情報工学科では、国際社会で活躍する「グローバルエンジニア」を育成するため、夏季休暇期間中に海外研修を実施しています。学年を超えて選抜した10名程度を2015年度より派遣しており、派遣者数はのべ100名を超えます。一般の海外旅行では得難い貴重な活動がプログラム構成されており、多くの学生が価値観を変える経験をしています。今回は、2024年度に派遣された大学院生、中根慎哉さん、熊谷瞭さんのお二人に体験談を伺いました。

プロサッカーチームのホームスタジアムにてタイ・スポーツビジネスの最前線を視察

 

2024年度の研修の概要を教えてください。

▶ [設問]:
海外研修の紹介文について、次の問いに答えよ。
(a) 情報工学科は海外研修をどの期間に実施しているか。
(b) 2015年度からの派遣者数はのべ何名を超えているか。
(c) タイ・スポーツビジネスの最前線を視察した場所はどこか。

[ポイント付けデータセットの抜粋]
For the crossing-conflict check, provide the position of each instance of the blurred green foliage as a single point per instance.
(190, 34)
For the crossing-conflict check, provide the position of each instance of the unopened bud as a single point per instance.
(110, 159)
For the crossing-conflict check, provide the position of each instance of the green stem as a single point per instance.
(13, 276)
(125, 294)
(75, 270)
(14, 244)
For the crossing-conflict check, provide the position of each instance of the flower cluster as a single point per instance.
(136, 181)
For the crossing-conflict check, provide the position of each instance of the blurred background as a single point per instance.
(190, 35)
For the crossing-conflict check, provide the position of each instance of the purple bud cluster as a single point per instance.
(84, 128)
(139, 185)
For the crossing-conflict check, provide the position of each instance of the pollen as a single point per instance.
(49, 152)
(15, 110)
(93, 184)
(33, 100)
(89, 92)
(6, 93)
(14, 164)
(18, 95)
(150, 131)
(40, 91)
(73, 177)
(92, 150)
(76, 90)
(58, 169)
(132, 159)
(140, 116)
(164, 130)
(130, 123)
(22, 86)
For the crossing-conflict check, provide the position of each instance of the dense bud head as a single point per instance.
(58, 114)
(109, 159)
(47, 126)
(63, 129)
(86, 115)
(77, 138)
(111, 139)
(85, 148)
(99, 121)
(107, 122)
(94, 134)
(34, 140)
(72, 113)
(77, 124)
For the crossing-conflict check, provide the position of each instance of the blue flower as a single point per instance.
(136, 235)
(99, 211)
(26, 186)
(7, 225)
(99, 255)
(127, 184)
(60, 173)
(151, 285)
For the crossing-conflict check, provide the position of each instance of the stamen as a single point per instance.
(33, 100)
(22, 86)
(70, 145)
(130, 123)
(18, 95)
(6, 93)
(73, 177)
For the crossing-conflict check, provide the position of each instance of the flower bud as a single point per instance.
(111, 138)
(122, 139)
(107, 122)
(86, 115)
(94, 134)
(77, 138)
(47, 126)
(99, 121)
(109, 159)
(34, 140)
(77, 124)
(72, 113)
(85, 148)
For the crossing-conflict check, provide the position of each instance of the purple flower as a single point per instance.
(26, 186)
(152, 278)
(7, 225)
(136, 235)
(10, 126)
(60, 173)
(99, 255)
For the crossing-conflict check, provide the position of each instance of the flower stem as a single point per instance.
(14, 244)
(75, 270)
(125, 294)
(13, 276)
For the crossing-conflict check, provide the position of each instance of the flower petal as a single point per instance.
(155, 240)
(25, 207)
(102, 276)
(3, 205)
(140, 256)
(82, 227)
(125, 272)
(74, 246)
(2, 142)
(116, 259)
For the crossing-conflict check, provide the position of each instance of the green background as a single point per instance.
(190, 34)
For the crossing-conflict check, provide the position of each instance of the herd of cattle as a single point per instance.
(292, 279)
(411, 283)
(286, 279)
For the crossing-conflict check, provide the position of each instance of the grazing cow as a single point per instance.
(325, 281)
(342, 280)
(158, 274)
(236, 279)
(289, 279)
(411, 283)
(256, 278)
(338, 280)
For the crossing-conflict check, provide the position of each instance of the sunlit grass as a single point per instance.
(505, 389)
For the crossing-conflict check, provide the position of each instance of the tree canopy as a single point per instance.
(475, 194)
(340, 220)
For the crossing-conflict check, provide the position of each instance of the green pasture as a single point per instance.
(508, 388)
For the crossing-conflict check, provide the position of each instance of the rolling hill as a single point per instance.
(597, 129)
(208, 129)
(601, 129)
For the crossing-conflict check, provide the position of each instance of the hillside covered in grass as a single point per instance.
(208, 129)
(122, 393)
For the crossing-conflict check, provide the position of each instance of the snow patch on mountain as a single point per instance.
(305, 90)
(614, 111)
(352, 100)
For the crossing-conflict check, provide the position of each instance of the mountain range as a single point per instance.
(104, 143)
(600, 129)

▶ [解答]:
(a) 夏季休暇期間中に実施している。
(b) のべ100名を超えている。
(c) プロサッカーチームのホームスタジアムである。